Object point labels
↓↓↓

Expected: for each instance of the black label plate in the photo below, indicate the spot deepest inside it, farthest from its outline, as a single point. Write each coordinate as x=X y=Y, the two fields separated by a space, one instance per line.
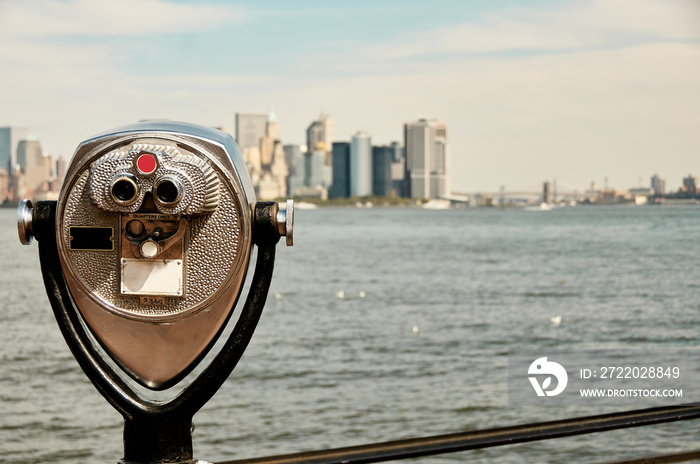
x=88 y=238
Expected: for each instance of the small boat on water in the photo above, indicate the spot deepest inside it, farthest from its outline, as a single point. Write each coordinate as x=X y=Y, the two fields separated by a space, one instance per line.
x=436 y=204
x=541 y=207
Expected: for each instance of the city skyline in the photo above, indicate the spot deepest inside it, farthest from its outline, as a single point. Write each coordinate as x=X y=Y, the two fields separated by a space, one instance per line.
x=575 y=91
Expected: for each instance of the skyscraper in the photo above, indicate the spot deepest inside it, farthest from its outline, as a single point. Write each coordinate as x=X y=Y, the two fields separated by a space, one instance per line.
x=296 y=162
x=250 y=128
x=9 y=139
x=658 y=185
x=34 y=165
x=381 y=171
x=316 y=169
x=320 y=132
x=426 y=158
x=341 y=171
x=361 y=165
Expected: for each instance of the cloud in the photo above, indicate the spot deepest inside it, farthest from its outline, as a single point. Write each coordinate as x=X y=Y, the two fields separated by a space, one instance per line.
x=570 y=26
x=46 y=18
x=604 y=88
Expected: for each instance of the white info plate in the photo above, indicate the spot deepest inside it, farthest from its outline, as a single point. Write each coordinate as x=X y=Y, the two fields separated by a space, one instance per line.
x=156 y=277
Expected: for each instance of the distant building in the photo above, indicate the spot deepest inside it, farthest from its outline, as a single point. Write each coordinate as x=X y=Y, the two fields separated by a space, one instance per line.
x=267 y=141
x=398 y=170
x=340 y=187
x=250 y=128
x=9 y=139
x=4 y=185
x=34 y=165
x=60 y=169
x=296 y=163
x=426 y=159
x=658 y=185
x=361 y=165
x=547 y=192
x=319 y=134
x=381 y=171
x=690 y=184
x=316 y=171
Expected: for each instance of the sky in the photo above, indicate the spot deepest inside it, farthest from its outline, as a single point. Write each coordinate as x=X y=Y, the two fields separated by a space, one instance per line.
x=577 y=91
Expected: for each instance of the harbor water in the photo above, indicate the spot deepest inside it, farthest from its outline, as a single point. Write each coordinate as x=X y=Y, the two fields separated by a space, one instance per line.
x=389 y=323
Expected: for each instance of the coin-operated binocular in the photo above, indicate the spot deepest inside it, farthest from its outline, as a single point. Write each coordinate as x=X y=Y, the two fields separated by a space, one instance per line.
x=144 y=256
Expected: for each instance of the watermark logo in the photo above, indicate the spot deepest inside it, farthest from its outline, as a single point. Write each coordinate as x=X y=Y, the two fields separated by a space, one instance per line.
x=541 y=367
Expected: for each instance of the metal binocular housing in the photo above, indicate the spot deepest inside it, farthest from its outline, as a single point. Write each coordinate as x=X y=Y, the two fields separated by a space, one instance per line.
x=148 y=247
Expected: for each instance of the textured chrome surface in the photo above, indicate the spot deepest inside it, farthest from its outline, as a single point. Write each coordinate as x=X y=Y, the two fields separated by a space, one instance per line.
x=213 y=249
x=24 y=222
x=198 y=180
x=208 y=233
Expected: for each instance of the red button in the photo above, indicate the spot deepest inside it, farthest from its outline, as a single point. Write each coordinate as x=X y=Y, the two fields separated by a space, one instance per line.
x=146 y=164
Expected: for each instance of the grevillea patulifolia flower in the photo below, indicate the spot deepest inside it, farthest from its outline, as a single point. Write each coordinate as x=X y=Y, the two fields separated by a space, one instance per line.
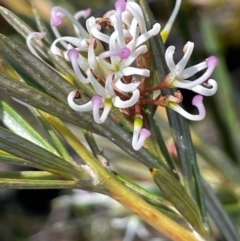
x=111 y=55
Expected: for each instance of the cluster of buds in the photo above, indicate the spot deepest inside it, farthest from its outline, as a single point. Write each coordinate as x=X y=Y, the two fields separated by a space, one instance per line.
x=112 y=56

↑↑↑
↓↓↓

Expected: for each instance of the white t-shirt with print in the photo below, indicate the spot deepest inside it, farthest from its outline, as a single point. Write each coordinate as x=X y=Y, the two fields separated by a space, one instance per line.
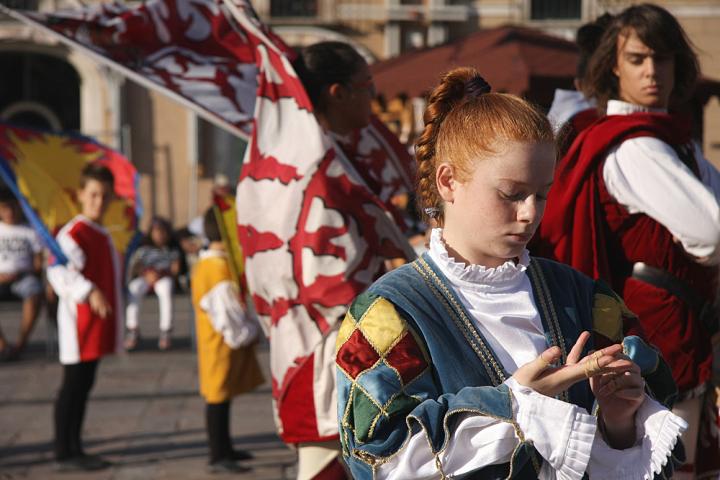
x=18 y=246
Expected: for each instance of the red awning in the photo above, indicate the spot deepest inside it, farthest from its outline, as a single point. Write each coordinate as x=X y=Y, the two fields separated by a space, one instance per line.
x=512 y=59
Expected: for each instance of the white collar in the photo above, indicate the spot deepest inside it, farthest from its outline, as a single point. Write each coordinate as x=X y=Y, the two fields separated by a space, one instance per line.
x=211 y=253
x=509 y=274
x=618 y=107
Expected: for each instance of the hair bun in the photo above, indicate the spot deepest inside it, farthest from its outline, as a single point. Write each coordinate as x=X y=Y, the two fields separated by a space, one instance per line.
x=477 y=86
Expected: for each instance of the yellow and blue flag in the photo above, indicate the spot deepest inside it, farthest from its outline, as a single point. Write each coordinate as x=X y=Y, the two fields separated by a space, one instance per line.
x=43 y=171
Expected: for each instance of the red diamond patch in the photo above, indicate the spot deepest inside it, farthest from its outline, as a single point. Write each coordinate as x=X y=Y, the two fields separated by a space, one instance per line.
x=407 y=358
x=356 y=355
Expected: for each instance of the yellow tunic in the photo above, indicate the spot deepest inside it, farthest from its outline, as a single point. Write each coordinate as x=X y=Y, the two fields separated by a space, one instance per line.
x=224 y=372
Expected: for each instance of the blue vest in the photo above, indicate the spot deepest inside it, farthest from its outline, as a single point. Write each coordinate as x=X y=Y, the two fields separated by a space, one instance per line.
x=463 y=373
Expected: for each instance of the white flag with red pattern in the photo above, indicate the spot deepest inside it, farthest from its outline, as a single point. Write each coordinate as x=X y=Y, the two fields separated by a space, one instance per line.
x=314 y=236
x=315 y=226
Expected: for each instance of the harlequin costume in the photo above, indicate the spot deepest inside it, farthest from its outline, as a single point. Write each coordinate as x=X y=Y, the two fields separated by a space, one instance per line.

↑↑↑
↓↓↓

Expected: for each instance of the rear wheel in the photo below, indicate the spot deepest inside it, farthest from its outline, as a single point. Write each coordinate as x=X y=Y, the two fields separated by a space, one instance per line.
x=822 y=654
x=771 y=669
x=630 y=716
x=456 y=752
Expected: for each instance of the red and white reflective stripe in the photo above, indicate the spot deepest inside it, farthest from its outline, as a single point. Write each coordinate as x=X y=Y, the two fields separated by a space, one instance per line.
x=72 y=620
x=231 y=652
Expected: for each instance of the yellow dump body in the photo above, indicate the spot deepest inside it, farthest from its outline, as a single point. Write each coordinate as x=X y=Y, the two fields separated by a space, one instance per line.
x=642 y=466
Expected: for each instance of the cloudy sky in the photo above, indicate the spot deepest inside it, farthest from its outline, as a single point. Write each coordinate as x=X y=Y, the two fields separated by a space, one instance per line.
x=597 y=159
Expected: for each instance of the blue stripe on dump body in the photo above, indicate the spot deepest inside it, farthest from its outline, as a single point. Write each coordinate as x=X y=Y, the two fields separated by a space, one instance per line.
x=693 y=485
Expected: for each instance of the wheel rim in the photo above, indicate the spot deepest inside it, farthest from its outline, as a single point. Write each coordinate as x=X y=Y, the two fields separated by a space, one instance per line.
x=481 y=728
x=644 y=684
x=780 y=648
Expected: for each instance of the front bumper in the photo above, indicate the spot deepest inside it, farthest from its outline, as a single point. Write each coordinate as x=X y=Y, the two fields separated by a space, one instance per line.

↑↑↑

The problem
Locate every line in the data that contains the word "cloudy", with case counting, and copy each of those lines.

Final result
Expected: for each instance of the cloudy sky in the photo above, indicate the spot deepest inside it, farthest from its outline, as a single point. Write each coordinate as x=X y=Y, the two fields separated by a space, one instance per line.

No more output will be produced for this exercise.